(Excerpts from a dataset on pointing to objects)
------------------------------------------------------------------------

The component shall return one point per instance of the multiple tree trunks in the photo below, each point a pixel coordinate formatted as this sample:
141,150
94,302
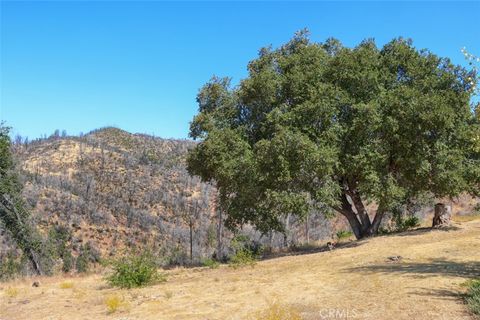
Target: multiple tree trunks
442,215
9,212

------------------------------------------------------------------------

Exercise brief >> Rewrite all of the material above, shifting each answer coordinate by adding 145 to every number in it and leaving all other numbers as they are. Omit the pictures.

Task answer >>
The component shall return one point per instance of the multiple tree trunks in the photo below, each point a pixel coordinate formatted as this sample:
141,150
94,302
Target: multiple tree trunks
587,360
154,357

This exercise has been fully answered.